> _DOCUMENT SEGMENT_
········

Smart Pop is a great entry point into this scholarly subculture. Let’s say you have a fourteen-year-old child who loves the Buffy TV show. When you put Smart Pop’s Buffy anthology into his or her hands, you’re subconsciously beginning their training as a scholar. They begin to learn the language of the scholar and the way those folks think about storytelling and about life. You don’t need a child in order to reap these kinds of benefits. I just re-read Neptune Noir to celebrate the Veronica Mars movie and it hadn’t occurred to me how well the production team chose cars for each character. (I still associate LeBarons with Veronica.) I had thought deeply about the Season 1 finale, but I enjoyed having another scholar walk me through it in their own way.
The point is that no artist creates their work in a vacuum; we’re all inspired by the culture we consume and the discussions that are happening around us. Am I likely to write a show like Downton Abbey? Sadly, this probably won’t happen. But I love hearing my friends talk about it and watching the Sesame Street parody of the show and realizing that everything I create sheds light on the “more important” works of the day. It’s true that most of us are writing for all time, but we’re also writing for the age.

········

> _DATA ROWS_
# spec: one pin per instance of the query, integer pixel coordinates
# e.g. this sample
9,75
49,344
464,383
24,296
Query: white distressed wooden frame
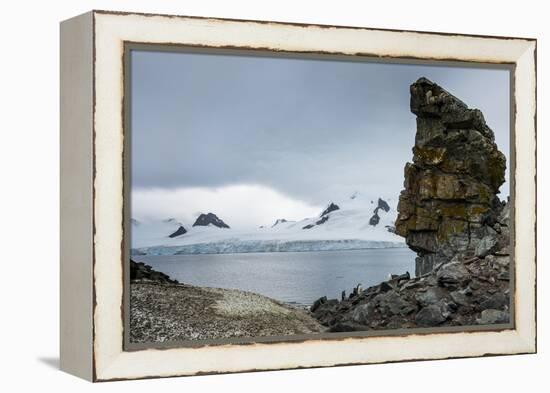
92,194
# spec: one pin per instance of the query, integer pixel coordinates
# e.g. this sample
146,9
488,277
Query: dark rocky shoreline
163,310
467,290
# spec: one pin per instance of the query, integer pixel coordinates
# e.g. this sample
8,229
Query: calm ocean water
291,277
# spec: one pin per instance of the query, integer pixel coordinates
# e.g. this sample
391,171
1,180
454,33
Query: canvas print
293,197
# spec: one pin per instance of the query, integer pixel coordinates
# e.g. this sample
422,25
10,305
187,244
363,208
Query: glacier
347,228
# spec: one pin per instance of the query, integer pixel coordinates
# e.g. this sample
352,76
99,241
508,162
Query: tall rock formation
449,204
451,216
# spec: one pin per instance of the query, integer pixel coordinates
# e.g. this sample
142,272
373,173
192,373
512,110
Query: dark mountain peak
330,208
382,204
209,219
180,231
318,222
375,219
279,221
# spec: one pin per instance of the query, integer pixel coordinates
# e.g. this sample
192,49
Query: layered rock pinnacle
449,204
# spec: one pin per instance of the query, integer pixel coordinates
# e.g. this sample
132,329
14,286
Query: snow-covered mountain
356,223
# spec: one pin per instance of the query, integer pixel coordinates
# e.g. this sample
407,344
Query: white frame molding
95,350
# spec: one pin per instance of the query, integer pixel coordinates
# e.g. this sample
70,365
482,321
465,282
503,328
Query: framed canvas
246,195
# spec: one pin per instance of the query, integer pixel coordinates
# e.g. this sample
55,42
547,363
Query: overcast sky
255,138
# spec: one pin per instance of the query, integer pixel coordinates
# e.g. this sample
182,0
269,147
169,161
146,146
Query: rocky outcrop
451,216
382,205
332,207
141,271
209,219
461,292
449,203
178,232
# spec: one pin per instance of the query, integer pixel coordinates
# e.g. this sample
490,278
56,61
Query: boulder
331,207
431,315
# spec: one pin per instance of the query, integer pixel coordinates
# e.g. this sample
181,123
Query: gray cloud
313,130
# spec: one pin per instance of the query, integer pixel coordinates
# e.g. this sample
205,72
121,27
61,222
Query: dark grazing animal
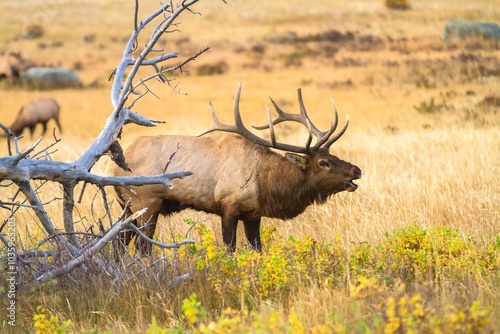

········

> _WHAT TO WORK ON_
a. List every television show or film named in the passage on Smart Pop.
b. Write the next part of the passage on Smart Pop, following on from its final sentence.

> _RESULTS IN ORDER_
a. Buffy, Veronica Mars, Downton Abbey, Sesame Street

b.
This web site should make it clear that I love Shakespeare and Renaissance drama and literary novels and other examples of “high culture.” I’ve also written about “Baby Got Back” and How I Met Your Mother, examples of “low culture” to varying degrees. The popular culture offers us a vast buffet. You don’t want to mound the iceberg lettuce on your plate because you’ll have no room for the olives and onion and cherry tomatoes. Great writers consume a balanced diet of stories, from the vulgar to the sublime.
Easy full disclosure: Smart Pop has long been on the list of publishers with whom I want to work at some point. (Partial list: MAD Magazine, the Royal Shakespeare Company, Greywolf Press, The Normal School, Hobart and about a zillion other publications and companies.) These are all long-term goals and most will likely go unfulfilled, but we work toward them nonetheless. The important thing is that these goals push a writer to absorb the tone and structure that each of the markets are looking for. Even if you never see your byline in a Smart Pop book, the work you do as a result of your ambition to fulfill that goal will lead you in other meaningful directions.
What Should We Steal?
- Admit you are simultaneously a scholar and a producer of cultural artifacts. Even if you never attended grad school (or any college at all), all writers are part of the fraternity of scholars.
- Acknowledge that your work is part of the contemporary zeitgeist. Yes, this includes your historical novel. By simple virtue of the time and place in which you grew up changes your understanding of the world. Easy example: today, it’s hard for us to understand how anyone could be in favor of slavery. Three hundred years ago, even if you opposed slavery, you would be more likely to understand the motivation behind it.
- Appreciate high and low culture in appropriate proportions. Fine, go listen to Ke$ha. But make sure that you love Beethoven, too.
- Set your sights on the kind of publications you want to publish your writing. Establishing these kinds of discrete goals can help you immerse yourself in the corners of the publishing world that are most appealing to you.